Task: How many lines in the records below contain the string "cactus"? Reply with the number alone.

Given information:
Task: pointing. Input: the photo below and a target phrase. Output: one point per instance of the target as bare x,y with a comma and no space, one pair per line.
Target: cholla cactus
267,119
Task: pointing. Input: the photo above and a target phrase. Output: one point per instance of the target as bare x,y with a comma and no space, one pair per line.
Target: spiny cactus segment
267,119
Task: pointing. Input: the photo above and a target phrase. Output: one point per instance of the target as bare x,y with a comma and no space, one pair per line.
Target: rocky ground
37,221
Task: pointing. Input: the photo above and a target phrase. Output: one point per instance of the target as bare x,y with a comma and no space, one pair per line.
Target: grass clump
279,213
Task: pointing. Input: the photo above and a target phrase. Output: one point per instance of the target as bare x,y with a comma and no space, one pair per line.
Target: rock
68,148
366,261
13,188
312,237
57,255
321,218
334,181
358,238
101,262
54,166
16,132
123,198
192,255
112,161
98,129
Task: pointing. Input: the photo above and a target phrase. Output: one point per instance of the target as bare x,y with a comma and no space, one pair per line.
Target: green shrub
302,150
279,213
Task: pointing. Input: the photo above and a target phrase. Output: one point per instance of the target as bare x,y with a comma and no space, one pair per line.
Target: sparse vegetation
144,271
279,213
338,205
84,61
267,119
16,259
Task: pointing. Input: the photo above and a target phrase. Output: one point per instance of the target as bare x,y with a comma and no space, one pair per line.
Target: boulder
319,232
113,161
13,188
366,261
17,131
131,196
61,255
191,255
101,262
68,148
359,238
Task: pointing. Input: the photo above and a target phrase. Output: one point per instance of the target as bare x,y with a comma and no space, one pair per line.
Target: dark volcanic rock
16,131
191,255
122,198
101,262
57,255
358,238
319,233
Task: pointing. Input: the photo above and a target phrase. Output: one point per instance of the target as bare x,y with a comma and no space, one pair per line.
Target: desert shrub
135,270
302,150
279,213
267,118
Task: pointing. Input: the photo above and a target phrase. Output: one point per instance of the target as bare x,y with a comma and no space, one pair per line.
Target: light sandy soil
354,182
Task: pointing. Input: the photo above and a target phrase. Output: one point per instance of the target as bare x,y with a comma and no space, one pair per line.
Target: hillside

Task output: 2